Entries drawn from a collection
## Start

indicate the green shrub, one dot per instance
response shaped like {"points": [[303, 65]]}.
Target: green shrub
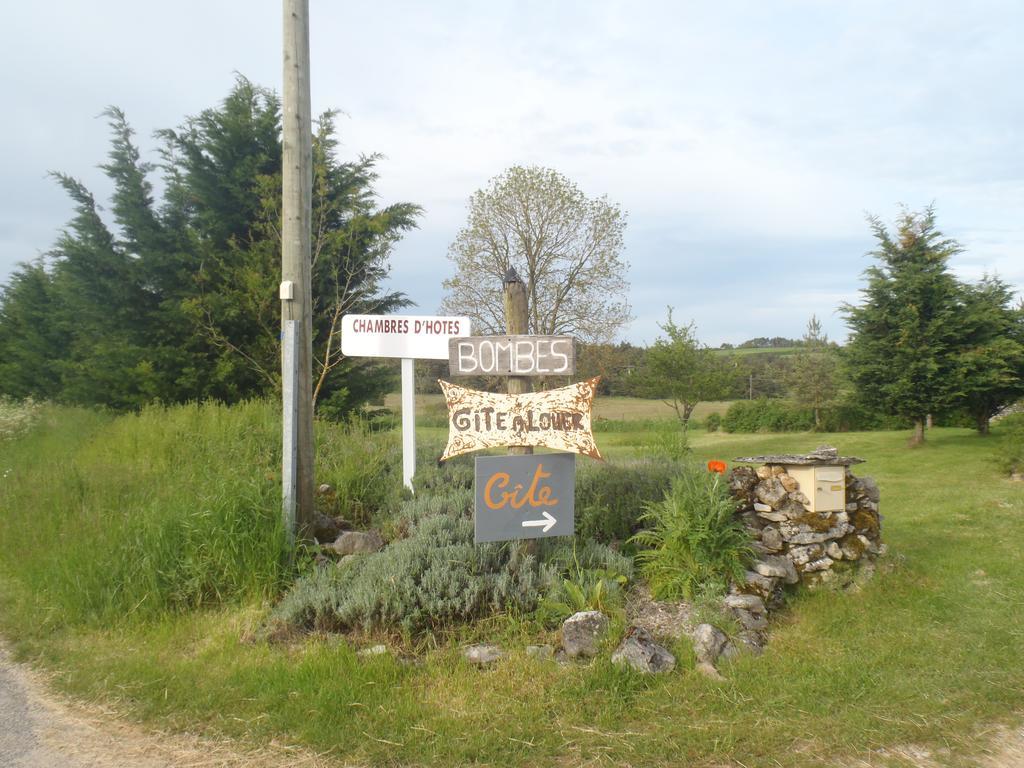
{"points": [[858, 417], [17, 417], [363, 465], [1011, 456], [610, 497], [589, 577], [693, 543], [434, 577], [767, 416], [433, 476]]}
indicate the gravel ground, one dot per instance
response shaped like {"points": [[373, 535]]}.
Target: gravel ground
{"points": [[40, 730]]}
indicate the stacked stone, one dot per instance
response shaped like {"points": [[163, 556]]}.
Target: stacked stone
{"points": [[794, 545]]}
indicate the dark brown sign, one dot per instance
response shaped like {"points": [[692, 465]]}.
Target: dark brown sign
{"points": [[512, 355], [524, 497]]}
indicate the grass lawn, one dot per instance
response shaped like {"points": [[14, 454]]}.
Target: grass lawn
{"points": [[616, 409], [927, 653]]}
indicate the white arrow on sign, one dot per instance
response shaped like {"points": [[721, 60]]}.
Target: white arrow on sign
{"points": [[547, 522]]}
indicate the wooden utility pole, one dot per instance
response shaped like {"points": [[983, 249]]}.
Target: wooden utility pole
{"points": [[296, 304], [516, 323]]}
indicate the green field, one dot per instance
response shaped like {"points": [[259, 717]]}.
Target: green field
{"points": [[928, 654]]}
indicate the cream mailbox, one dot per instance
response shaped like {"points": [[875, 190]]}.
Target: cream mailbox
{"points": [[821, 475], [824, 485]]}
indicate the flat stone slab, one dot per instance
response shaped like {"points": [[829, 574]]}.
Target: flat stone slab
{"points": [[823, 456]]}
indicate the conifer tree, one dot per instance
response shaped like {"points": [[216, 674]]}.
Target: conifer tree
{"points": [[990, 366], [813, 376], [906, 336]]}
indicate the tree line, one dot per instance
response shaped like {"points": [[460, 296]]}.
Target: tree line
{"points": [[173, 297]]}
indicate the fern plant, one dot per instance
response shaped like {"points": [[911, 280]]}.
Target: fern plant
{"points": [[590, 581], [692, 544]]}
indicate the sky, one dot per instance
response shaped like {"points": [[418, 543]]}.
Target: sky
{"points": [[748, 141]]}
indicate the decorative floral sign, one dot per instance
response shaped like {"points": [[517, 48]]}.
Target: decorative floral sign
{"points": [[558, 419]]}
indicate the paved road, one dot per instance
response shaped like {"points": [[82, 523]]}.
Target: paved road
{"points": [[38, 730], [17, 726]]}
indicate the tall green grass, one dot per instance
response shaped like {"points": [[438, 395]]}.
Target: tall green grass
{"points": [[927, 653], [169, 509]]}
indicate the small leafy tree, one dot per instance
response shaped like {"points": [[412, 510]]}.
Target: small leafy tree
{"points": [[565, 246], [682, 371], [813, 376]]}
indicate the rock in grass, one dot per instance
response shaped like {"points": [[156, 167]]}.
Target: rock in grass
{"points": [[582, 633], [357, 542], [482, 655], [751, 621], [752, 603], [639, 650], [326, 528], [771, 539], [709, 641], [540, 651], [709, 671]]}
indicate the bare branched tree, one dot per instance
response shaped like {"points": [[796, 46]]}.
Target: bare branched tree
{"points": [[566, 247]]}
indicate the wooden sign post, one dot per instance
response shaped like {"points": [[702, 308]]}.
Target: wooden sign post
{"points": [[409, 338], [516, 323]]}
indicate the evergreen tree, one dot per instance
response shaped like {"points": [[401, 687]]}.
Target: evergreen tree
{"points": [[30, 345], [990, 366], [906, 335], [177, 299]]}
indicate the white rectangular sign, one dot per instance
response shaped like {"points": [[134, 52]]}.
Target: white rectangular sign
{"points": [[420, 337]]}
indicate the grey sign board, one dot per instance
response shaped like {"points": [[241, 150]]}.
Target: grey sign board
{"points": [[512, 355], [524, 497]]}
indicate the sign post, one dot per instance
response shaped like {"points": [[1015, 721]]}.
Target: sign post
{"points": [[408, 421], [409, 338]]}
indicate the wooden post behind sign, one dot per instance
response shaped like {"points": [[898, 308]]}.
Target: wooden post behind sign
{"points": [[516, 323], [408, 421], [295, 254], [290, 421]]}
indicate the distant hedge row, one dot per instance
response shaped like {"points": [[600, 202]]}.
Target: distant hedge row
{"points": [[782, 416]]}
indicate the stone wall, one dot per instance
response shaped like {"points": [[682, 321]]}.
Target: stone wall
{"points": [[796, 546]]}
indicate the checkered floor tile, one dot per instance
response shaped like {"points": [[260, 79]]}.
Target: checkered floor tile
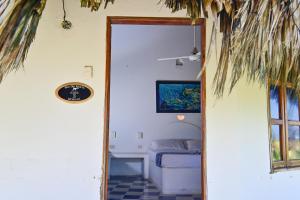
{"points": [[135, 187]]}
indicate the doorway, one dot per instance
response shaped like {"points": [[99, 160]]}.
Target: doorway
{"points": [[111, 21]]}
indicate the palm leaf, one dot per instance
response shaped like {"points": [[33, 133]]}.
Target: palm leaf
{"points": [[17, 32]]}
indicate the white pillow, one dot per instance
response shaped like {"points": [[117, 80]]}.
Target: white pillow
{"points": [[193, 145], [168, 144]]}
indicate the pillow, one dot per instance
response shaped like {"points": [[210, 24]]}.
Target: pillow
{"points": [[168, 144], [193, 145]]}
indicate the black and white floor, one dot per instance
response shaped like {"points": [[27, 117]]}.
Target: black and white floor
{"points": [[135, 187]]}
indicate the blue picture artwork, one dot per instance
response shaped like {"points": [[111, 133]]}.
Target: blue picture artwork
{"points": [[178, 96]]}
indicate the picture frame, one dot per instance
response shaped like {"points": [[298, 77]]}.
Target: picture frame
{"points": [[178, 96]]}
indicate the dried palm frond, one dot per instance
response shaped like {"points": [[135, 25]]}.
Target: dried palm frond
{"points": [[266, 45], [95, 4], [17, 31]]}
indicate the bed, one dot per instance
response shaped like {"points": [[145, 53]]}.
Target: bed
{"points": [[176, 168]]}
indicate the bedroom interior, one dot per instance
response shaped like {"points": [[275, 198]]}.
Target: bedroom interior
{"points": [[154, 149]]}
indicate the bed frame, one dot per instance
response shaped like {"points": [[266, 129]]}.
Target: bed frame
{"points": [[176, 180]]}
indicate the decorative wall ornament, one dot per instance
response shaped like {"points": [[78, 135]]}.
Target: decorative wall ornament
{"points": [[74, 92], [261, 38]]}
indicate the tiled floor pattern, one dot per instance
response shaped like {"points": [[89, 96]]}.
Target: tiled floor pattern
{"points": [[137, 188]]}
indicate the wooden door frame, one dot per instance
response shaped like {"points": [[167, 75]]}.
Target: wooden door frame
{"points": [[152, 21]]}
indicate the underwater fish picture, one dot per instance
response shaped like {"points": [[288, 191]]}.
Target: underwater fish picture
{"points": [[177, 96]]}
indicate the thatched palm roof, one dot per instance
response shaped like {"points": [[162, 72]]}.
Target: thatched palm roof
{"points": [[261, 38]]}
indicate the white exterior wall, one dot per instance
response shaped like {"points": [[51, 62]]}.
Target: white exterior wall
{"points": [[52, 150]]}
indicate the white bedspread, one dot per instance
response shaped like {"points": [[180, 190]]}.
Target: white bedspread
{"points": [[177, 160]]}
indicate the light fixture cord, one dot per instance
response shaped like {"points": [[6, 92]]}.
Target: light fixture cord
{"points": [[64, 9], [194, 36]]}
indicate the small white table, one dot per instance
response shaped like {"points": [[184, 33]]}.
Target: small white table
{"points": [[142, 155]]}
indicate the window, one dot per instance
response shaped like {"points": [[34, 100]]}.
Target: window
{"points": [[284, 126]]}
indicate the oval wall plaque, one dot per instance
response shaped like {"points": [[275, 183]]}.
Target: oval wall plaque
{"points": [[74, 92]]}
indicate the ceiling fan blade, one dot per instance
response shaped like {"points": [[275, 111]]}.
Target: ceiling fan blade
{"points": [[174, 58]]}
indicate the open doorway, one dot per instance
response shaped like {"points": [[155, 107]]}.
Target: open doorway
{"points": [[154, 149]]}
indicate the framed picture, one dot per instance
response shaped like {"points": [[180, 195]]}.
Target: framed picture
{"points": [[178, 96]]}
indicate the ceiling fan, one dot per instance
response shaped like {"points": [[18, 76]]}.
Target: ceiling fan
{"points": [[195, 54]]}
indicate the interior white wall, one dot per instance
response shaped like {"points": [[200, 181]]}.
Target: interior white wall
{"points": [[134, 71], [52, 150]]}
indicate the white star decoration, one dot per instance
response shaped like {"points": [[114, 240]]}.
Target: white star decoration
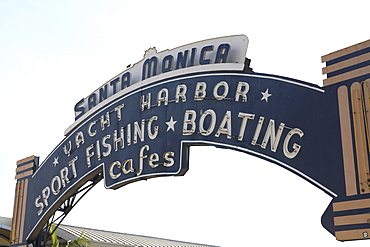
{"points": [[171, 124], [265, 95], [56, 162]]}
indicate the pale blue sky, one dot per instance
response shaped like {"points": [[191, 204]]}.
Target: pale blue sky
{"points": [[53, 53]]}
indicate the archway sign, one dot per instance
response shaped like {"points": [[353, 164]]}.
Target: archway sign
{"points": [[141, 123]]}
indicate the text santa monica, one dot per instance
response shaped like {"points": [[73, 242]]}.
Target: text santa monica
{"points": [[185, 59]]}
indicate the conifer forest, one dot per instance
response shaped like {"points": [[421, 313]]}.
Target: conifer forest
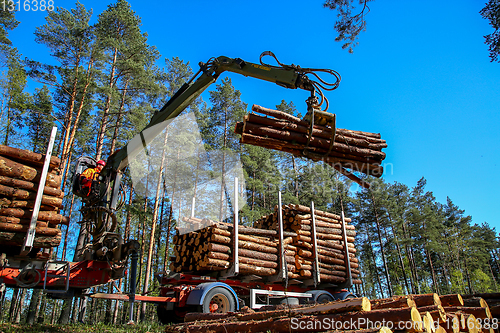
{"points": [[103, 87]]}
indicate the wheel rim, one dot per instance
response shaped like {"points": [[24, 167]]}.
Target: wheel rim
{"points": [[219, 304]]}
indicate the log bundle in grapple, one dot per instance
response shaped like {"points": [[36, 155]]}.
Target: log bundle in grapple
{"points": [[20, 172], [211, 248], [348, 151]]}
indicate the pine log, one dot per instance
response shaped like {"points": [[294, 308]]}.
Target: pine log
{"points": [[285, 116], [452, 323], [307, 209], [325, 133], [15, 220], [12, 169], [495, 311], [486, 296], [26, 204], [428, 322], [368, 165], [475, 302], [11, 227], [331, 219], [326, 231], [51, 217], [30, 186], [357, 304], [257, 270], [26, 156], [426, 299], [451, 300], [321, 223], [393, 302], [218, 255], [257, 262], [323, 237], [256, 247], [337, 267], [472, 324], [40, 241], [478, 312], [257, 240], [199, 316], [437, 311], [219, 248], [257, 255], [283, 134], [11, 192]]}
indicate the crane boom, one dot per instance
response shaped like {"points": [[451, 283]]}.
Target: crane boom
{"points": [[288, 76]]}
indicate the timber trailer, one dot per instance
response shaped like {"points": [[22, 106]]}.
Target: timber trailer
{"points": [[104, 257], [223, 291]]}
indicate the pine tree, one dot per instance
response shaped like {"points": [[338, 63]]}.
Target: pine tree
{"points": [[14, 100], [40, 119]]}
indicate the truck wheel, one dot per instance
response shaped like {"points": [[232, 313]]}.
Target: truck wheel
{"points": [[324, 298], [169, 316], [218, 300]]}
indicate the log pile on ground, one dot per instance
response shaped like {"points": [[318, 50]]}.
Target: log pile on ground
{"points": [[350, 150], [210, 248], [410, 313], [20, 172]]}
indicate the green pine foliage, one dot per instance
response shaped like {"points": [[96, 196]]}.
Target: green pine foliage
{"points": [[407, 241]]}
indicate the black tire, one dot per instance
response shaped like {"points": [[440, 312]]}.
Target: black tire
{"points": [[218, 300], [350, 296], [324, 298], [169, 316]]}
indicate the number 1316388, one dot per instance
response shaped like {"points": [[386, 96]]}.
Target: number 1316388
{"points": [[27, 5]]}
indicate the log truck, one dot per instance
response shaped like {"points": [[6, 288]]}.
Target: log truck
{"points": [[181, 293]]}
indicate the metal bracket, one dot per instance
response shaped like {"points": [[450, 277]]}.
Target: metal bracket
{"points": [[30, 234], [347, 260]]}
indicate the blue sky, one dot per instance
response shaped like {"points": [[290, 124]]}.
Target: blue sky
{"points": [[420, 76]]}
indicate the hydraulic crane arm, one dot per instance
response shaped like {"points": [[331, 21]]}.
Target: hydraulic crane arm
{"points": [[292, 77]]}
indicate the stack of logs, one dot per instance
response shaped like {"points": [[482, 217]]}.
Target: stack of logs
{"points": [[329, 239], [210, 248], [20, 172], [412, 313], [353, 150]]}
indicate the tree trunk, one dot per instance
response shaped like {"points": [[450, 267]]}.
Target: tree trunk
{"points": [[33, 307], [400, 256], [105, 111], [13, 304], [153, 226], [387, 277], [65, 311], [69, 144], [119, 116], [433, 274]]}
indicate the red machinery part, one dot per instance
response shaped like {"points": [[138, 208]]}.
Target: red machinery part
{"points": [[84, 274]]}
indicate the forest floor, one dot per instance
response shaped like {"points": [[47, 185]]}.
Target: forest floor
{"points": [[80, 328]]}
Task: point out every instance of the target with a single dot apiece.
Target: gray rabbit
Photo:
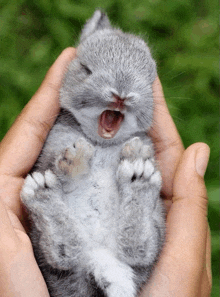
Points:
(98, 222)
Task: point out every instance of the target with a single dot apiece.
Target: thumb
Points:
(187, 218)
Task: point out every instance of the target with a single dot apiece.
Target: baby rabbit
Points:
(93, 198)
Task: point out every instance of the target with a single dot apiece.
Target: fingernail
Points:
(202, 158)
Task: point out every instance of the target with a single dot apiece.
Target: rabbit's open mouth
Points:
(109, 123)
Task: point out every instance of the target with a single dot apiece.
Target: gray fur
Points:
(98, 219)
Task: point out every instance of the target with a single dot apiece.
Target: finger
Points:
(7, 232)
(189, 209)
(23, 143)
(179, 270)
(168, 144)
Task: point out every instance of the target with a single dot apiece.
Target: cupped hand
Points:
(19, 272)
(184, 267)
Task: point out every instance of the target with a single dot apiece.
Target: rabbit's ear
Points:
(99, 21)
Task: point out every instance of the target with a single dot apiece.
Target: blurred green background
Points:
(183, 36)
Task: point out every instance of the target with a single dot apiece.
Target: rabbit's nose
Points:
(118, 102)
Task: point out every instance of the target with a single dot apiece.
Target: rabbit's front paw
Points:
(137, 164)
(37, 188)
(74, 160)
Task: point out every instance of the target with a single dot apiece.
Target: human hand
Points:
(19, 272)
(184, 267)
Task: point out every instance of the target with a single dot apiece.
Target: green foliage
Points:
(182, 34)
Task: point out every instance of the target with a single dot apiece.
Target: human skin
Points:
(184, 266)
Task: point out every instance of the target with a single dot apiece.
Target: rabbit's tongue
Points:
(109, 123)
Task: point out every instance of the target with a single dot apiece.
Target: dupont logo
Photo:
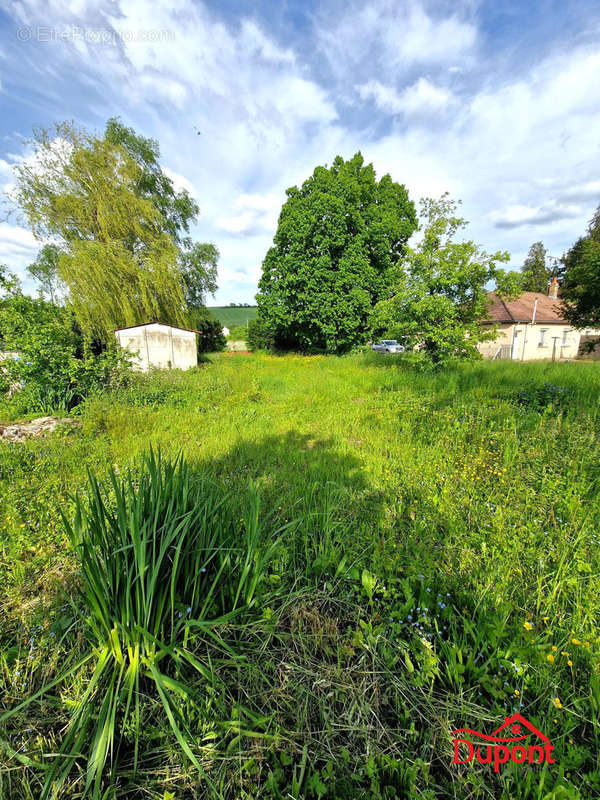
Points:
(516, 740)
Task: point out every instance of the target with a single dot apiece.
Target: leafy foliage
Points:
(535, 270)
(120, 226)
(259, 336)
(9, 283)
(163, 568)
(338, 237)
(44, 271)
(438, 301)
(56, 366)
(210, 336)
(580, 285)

## End

Return each line of the material above that contains the string "table", copied in full. Case counts, so a line matches only when the letters agree in case.

indicate the small white table, one dot per instance
Target: small white table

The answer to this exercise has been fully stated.